TASK DESCRIPTION:
Give all of the records again precisely, excluding whatever pictures they contain.

Stored data entries:

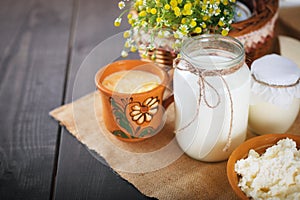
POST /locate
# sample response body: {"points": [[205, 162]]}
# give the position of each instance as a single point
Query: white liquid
{"points": [[133, 81], [267, 118], [206, 137]]}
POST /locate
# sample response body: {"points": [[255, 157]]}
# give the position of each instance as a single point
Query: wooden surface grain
{"points": [[42, 46], [33, 50], [79, 174]]}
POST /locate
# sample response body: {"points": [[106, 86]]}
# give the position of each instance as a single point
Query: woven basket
{"points": [[257, 33]]}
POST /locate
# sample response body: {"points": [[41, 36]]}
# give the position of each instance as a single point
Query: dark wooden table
{"points": [[42, 44]]}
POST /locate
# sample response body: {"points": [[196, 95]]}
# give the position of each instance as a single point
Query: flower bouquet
{"points": [[158, 27]]}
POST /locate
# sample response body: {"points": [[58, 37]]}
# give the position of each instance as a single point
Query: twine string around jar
{"points": [[275, 85], [202, 82]]}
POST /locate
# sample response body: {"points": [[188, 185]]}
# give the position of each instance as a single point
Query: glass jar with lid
{"points": [[211, 92], [275, 93]]}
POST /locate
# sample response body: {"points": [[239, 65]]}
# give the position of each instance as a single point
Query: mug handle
{"points": [[169, 98]]}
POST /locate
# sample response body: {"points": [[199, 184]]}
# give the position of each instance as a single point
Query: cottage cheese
{"points": [[273, 175]]}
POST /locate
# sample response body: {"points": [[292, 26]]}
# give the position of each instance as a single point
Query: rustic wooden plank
{"points": [[33, 55], [80, 175]]}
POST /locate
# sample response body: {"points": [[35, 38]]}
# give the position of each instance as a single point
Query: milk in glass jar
{"points": [[275, 94], [211, 92]]}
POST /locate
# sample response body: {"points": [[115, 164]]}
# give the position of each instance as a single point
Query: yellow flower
{"points": [[129, 16], [144, 112], [205, 18], [133, 48], [167, 7], [198, 30], [221, 23], [131, 21], [187, 6], [193, 23], [127, 44], [153, 11], [126, 34], [121, 5], [225, 2], [117, 22], [187, 12], [225, 31], [177, 11], [143, 13], [173, 3]]}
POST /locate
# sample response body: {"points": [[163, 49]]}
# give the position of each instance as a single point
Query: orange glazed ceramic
{"points": [[137, 116]]}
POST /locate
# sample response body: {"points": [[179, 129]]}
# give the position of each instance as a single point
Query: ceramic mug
{"points": [[133, 116]]}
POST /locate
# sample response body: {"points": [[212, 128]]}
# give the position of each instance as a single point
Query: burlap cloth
{"points": [[156, 166], [163, 174]]}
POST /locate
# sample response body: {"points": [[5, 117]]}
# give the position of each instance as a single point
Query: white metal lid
{"points": [[275, 79], [275, 70]]}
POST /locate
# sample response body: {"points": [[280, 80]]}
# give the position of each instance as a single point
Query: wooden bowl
{"points": [[259, 144]]}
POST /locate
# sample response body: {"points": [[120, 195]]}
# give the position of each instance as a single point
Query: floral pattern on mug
{"points": [[144, 112]]}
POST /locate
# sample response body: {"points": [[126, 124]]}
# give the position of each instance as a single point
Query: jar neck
{"points": [[213, 52]]}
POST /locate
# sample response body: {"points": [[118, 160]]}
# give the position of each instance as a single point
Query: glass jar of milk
{"points": [[211, 93], [275, 94]]}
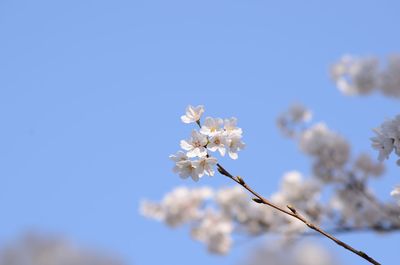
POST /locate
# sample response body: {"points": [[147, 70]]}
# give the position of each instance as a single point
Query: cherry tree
{"points": [[297, 209]]}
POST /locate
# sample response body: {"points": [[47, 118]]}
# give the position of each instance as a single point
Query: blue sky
{"points": [[91, 93]]}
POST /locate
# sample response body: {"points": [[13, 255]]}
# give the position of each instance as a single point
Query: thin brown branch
{"points": [[294, 213]]}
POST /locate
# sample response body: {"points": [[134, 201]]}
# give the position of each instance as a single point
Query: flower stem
{"points": [[294, 213]]}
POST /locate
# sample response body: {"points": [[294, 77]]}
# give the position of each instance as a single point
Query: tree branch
{"points": [[294, 213]]}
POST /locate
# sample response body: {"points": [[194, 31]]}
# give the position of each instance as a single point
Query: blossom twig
{"points": [[294, 213]]}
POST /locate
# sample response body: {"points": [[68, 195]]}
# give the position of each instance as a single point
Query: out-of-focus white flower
{"points": [[178, 207], [279, 253], [360, 76], [390, 77], [313, 254], [355, 76], [383, 144], [355, 210], [368, 167], [330, 150], [290, 121], [212, 126], [235, 144], [303, 194], [205, 165], [193, 114], [387, 138], [195, 146], [215, 231]]}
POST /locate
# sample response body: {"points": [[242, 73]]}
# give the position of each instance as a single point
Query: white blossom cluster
{"points": [[387, 139], [307, 253], [396, 194], [35, 249], [336, 196], [214, 135], [360, 76], [215, 214], [329, 149]]}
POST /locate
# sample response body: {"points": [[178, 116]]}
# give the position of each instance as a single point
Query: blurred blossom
{"points": [[34, 249], [180, 206], [215, 231], [360, 76], [356, 210], [329, 149], [387, 138], [306, 253], [390, 77], [369, 167], [302, 194], [355, 76]]}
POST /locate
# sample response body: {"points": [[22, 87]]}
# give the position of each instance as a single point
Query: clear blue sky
{"points": [[91, 93]]}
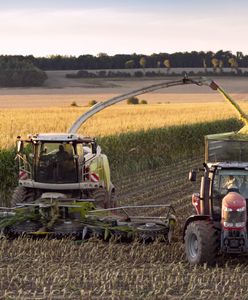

RESULT FOR THIS TASK:
POST /locate
# sample response body: {"points": [[205, 162]]}
# give the position of each instance as a single point
Query: white liquid
{"points": [[133, 81], [267, 118], [206, 137]]}
POST /locate
# sample response body: {"points": [[255, 157]]}
# give the position of each instance as a single point
Query: wooden surface grain
{"points": [[42, 46], [33, 50], [79, 174]]}
POST /locate
# sample response body: {"points": [[106, 86]]}
# give the position of each instance as a single point
Query: woven basket
{"points": [[257, 33]]}
POST /locate
# sample response body: {"points": [[41, 36]]}
# give the position of each instance as a single point
Query: dark wooden table
{"points": [[42, 44]]}
POST /locate
# sample response body: {"points": [[196, 95]]}
# give the position of each instance as a single point
Query: flower bouquet
{"points": [[158, 27]]}
POST /locate
# sample response body: {"points": [[58, 37]]}
# give the position of each instance as a single point
Query: twine string around jar
{"points": [[275, 85], [202, 82]]}
POST /locate
# sample response body: {"points": [[188, 185]]}
# give the position of each instance as a single point
Query: glass jar with lid
{"points": [[211, 92], [275, 93]]}
POST /locate
# sample response body: {"points": [[239, 65]]}
# give the position of each instance as a single point
Query: mug handle
{"points": [[169, 98]]}
POST /locate
# sample response body: {"points": [[199, 184]]}
# give the position of each instance as a single point
Query: cottage cheese
{"points": [[273, 175]]}
POST /locate
# sample response body: {"points": [[292, 26]]}
# give the position of each instance as a single point
Query: rustic wooden plank
{"points": [[33, 55], [80, 175]]}
POST /locate
# sample response body: {"points": [[35, 38]]}
# give the position of each instance as a single point
Query: milk in glass jar
{"points": [[275, 94], [211, 92]]}
POST /locate
# sample response body: {"points": [[115, 164]]}
# give the position of each instance as a single point
Query: yellow flower
{"points": [[129, 16], [144, 112], [205, 18], [133, 48], [167, 7], [198, 30], [221, 23], [131, 21], [187, 6], [193, 23], [127, 44], [153, 11], [126, 34], [121, 5], [225, 2], [117, 22], [187, 12], [225, 31], [177, 11], [143, 13], [173, 3]]}
POST /locate
# sample response body: {"points": [[163, 49]]}
# give the position of each instance as a single point
Query: orange glazed ceramic
{"points": [[137, 116]]}
POST /locate
# sample response body: {"points": [[179, 129]]}
# give the position of each instance as a single point
Query: ceramic mug
{"points": [[133, 116]]}
POST /locate
# sample response body: {"points": [[212, 128]]}
# give the position of each instance as a single point
Query: burlap cloth
{"points": [[156, 166], [163, 174]]}
POST /locate
# sample response body: {"points": [[5, 117]]}
# give the position of each instance as a single point
Query: white metal lid
{"points": [[275, 79], [275, 70]]}
POST /locate
# sample response body: {"points": [[280, 80]]}
# give the position of each instance as a single point
Query: wooden bowl
{"points": [[259, 144]]}
POST /locate
# sample response body: {"points": [[120, 195]]}
# give the position of each instance as a single point
Query: floral pattern on mug
{"points": [[144, 112]]}
POST /locate
# sample response body: {"points": [[126, 124]]}
# give the position of each instance as a single point
Query: jar neck
{"points": [[213, 52]]}
POST /locate
# sample response body: {"points": [[118, 160]]}
# give the position of each instance as a single point
Query: glass jar of milk
{"points": [[211, 93], [275, 94]]}
POST /locate
# sample response body: {"points": [[147, 70]]}
# give the position of each instance as a single point
Query: cherry tree
{"points": [[297, 209]]}
POST /locate
# sample response body: {"points": [[47, 118]]}
# give the position of each instance as a single point
Query: blue sky
{"points": [[91, 93]]}
POST /locate
# sample response body: {"points": [[13, 255]]}
# give the position of each instance as a single point
Query: thin brown branch
{"points": [[294, 213]]}
POST /locate
# sample response body: {"points": [[134, 201]]}
# give the position of each instance as a single point
Query: flower stem
{"points": [[294, 213]]}
POST /locate
# sample response body: {"points": [[294, 77]]}
# give the position of each instance as a single point
Query: tree branch
{"points": [[294, 213]]}
POST /locate
# sample response body: {"points": [[194, 31]]}
# give the position of each instance as a single point
Query: blossom twig
{"points": [[294, 213]]}
POST /locate
# sample response body: {"points": [[68, 195]]}
# give the position of each instance as a single point
Query: out-of-focus white flower
{"points": [[178, 207], [279, 253], [360, 76], [390, 77], [313, 254], [355, 76], [383, 144], [355, 210], [368, 167], [330, 150], [290, 121], [212, 126], [235, 144], [303, 194], [205, 165], [193, 114], [387, 138], [195, 146], [215, 231]]}
POST /locate
# sample response body: {"points": [[242, 73]]}
# give the position of each instance as a single point
Query: white blossom cluster
{"points": [[387, 139], [307, 253], [396, 194], [35, 249], [336, 196], [214, 135], [360, 76], [215, 214], [329, 149]]}
POST /locate
# sample response body: {"points": [[178, 116]]}
# give the position of each instance as a single point
Query: blurred blossom
{"points": [[34, 249], [180, 206], [215, 231], [360, 76], [356, 210], [329, 149], [387, 138], [306, 253], [390, 77], [369, 167], [302, 194], [355, 76]]}
POST /locate
# sample response body: {"points": [[22, 87]]}
# give the position of each instance as a single point
Query: clear blue sky
{"points": [[91, 93]]}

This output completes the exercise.